**FRAGMENT DOKUMENTU:**
Dzień dobry Koh Samui

Po dotarciu na Pralarn Pier na Koh Samui załoga Lomprayah bardzo sprawnie kieruje podróżujących do mini busów. W mini busie trzeba chwilę poczekać, aż uzbiera się komplet osób jadących do hoteli obok siebie. Po kilku minutach odjechaliśmy w kierunku następnego hotelu – Mantra Samui Resort. Obiekt ten znajduje się dość wysoko, po za centrum Koh Samui. W ten sposób zyskujemy spokój i przepiękny widok. Mini bus przywiózł nas pod samą recepcję. Po check-in udaliśmy się do pokoju i doznaliśmy szoku termicznego. Trzeba przyznać, że klimatyzację mają wydajną. Kolega z obsługi cieszył się, że nam tak wychłodził pokój przed przyjazdem. Po wyłączeniu klimatyzacji pierwszy raz widzieliśmy jak szklany stolik może zaparować z powodu różnicy temperatury. Podłoga w pokoju hotelowym była zimna jeszcze przez kolejne 2 dni.

koh samui mantra samui resort

koh samui mantra samui resort 3

koh samui mantra samui resort 4

Z Chińczykami jest fajnie

W opisie hotelu jest zaznaczone, że obsługa mówi po mandaryńsku. Ma to swoje wady i zalety. Do wad, w tym przypadku, można zaliczyć bardzo słaby angielski na recepcji. Dogadanie się z nimi w jakiejkolwiek sprawie było dość trudne. Z kierowcą mini busa hotelowego można się było bez problemu dogadać, a na recepcji niestety nie. Wytłumaczenie im czegokolwiek było dość trudne i zajmowało mnóstwo czasu. O załatwieniu czegokolwiek przez telefon można było zapomnieć.

Do zalet można śmiało zaliczyć, że większość populacji gości hotelowych to Chińczycy. Dlaczego? Dlatego, że Chińczycy mają swoje specyficzne zwyczaje i przykładowo nie przepadają za opalenizną. Po dość obwitym, długim i głośnym śniadaniu udają się do swoich pokoi, zamykają drzwi, okna, zasłony i odpalają wydajną klimatyzację na low. Na basenie hotelowym można spotkać tylko osoby, którzy nie są Chińczykami, więc basen jest praktycznie pusty. W okolicach godziny 17, z szczelnie zamkniętych pokoi zaczynają się wyłaniać chińskie odważne głowy, które sprawdzają na jakiej wysokości jest jeszcze słońce. Następnie w okolicach 18, po zachodzie słońca za wzgórze, całe chińskie rodziny zaczynają zabawę w basenie i tak przynajmniej do 22. Ogólnie Chińczycy są dość głośni wieczorem, więc nie przeszkadza im, jak się siedzi do późna na tarasie.

Dla nas, jak i niechińskich podróżników jest to ogromna zaleta, bo na basenie nie ma praktycznie nikogo. Warto zwracać uwagę na opisy hoteli czy obsługa nie mówi po mandaryńsku, bo wtedy jest szansa, że większość gości będzie z Chin.

**DOSTARCZONY MATERIAŁ:**

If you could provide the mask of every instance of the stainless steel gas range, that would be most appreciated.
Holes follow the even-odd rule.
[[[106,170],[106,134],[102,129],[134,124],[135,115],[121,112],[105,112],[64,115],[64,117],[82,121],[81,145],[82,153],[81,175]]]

**CO ZROBIĆ:**
a) Odpowiedz na poniższe pytania na podstawie tekstu o hotelu na Koh Samui.
(i) Do którego hotelu pojechał mini bus po kilku minutach postoju?
(ii) Przez ile dni podłoga w pokoju hotelowym pozostawała zimna?
(iii) Do której godziny co najmniej chińskie rodziny bawią się w basenie?
b) Wyodrębnij z tekstu o hotelu na Koh Samui fragment, który zaczyna się od słów "Z Chińczykami jest" i kończy na słowach "można było zapomnieć.".

**ODPOWIEDZI:**
a)
(i) Do hotelu Mantra Samui Resort.
(ii) Przez kolejne 2 dni.
(iii) Przynajmniej do 22.

b)
Z Chińczykami jest fajnie

W opisie hotelu jest zaznaczone, że obsługa mówi po mandaryńsku. Ma to swoje wady i zalety. Do wad, w tym przypadku, można zaliczyć bardzo słaby angielski na recepcji. Dogadanie się z nimi w jakiejkolwiek sprawie było dość trudne. Z kierowcą mini busa hotelowego można się było bez problemu dogadać, a na recepcji niestety nie. Wytłumaczenie im czegokolwiek było dość trudne i zajmowało mnóstwo czasu. O załatwieniu czegokolwiek przez telefon można było zapomnieć.